§ PASSAGE FOR REVIEW:
*****

Mula Bandha: The OG Kegels (and other times yoga knew what was up)

Kegels, a collection of exercises to strengthen the pelvic floor, are #trending. Yogis might say we told you so (it's called mula bandha!) but they're just too darn humble #imsohumble.

Outside of yoga, kegels are a group of sexercises used to help manage urinary incontinence, premature ejaculation, and to both prepare for and recover from pregnancy. And there's more! Cosmopolitan Magazine claims kegel exercises will make your orgasms more powerful, and for women "er, 'grip' even tighter."

But like many scientific elixirs to surface over the past few decades, kegels are old news for students of yoga. Yogis have been practicing the kegel-equivalent mula bandha, Sanskrit for "root lock," for thousands of years. I'd like to think that means they've also been having better sex for thousands of years, but yoga also places a high value on brahmacharya (continence) (meh.)

I'm no purist when it comes to ancient wisdom.

Now I'm no purist when it comes to ancient wisdom. If Steve Jobs had relied on scientifically proven medical cures to treat his pancreatic cancer rather than spending nine months delaying surgery to toy around with visits to spiritualists and acupuncturists then he might still be here. And I'm still not convinced doing a headstand is good for you, either.

But more often than not I have found that the teachings of sages like the Buddha and Patanjali on how to live a long, happy and healthy life are becoming increasingly vindicated by western science. Take meditation, for example. It wasn't until the 90s that academics cemented the strong correlation between turmoil in the mind and physical ailments — stress is linked to five of six leading causes of death and responsible for more than 75 percent of physician office visits — but yogis have maintained for millennia that a troubled mind brings the body down with it.

Mula bandha is another prime example. Many systems of yoga view the body as a container. Through yogic practices such as asana (poses) and meditation, practitioners transform energy within their bodies. But if the container is not sealed, then the energy leaks out, draining the effects of the practice. Along with its allies uddiyana bandha (navel lock) and jalandhara bandha (throat lock), the bandhas are responsible for retaining the energy/prana generated through yoga.

*****

§ ENTRIES PROVIDED:
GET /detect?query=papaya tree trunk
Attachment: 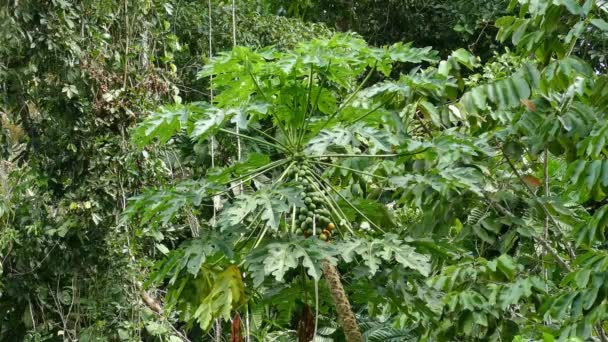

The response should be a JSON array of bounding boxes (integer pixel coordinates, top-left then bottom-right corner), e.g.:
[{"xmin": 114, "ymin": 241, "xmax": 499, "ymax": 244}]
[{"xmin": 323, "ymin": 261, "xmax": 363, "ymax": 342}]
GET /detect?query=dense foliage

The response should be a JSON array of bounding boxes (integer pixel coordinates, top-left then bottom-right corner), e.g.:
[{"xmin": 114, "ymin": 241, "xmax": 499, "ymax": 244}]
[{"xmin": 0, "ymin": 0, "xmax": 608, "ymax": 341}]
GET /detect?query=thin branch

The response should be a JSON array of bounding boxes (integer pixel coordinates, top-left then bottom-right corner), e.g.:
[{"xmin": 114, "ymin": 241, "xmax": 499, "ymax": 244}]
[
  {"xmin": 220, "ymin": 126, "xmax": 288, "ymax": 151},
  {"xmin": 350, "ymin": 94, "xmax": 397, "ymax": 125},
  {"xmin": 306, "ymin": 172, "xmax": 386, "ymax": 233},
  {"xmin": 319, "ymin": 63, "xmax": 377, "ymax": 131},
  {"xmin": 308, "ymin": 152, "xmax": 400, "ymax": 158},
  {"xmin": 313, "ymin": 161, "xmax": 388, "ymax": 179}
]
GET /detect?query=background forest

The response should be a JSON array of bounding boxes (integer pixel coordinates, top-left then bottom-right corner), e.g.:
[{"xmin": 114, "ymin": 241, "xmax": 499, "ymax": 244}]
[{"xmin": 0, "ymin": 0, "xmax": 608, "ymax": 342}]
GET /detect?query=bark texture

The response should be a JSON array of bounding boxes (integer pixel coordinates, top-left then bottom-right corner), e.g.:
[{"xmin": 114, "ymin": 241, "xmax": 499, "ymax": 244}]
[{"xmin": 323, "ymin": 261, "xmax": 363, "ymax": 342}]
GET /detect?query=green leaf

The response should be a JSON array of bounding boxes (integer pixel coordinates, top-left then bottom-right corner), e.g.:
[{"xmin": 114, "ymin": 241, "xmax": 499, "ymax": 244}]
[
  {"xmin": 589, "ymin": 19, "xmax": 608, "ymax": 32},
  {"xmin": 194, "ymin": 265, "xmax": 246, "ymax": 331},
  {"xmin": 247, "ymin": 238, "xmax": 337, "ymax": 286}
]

*****

§ TASKS:
A) Reproduce the stretch from "But like many" through "brahmacharya (continence) (meh.)" in the mula bandha article, word for word.
B) Carry on the article about mula bandha and Kegels from the point where it stops.

§ OUTPUTS IN ORDER:
A)
But like many scientific elixirs to surface over the past few decades, kegels are old news for students of yoga. Yogis have been practicing the kegel-equivalent mula bandha, Sanskrit for "root lock," for thousands of years. I'd like to think that means they've also been having better sex for thousands of years, but yoga also places a high value on brahmacharya (continence) (meh.)

B)
Mula bandha is particularly revered because it is the foundation of the system. B.K.S. Iyengar, one of the most prominent yoga teachers in history, bluntly describes the activation of the root lock in his 1976 book Light on Yoga:

A posture where the body from the anus to the navel is contracted and lifted up and towards the spine.

That's pretty much the same description you would find on any medical website. The difference today is that the popular advice from sex and health experts on how to strengthen the perineum, the region between your poo-hole and urogenital area, is to start and stop the flow of urine. That technique will certainly help strengthen your pelvic floor, but making it a habit puts you at a higher risk for a UTI.

Yoga, on the other hand, offers a more mindful mode of practice that doesn't involve pissing. Instead, it involves acquainting yourself with the subtle muscles of the pelvis, practicing contractions in conjunction with breathwork, and eventually learning how to maintain a lift of the pelvic floor throughout your practice and beyond.

The interwebs offers dozens of yogic guides on how to accomplish this feat, and there's a plethora of articles on how mula bandha works within the chakra system and aides in your spiritual development, just waiting for you to click on them. 

I won't bother to regurgitate that information. I will say that continued practice of mula bandha will dramatically change your experience on the mat. It's incredibly useful for stabilization and balance in almost any pose, particularly in balancing asanas, inversions, and symmetrical poses.

Speaking from experience, the pelvic region is ignored at your own peril. Familiarizing yourself with the root lock, on the other hand, will help solidify your foundation in nearly every pose and create a safe space for spinal movement — mula bandha is said to move prana into the sushumna, AKA the spine.

In utkatasana (chair pose) mula bandha can help you establish a neutral position of the pelvis and avoid an over tuck of the tailbone, allowing your spine to maintain its natural curvature,

In virabhadrasana II (warrior II), mula bandha can help keep the spine straight and hip points level (how they should be) and prevent the front waist from compressing too far into the front femur bone. 

The list goes on...

In sum if you want to practice yoga more safely, improve your alignment and increase your stability, consider learning about the root lock and applying it to your practice as much as you can.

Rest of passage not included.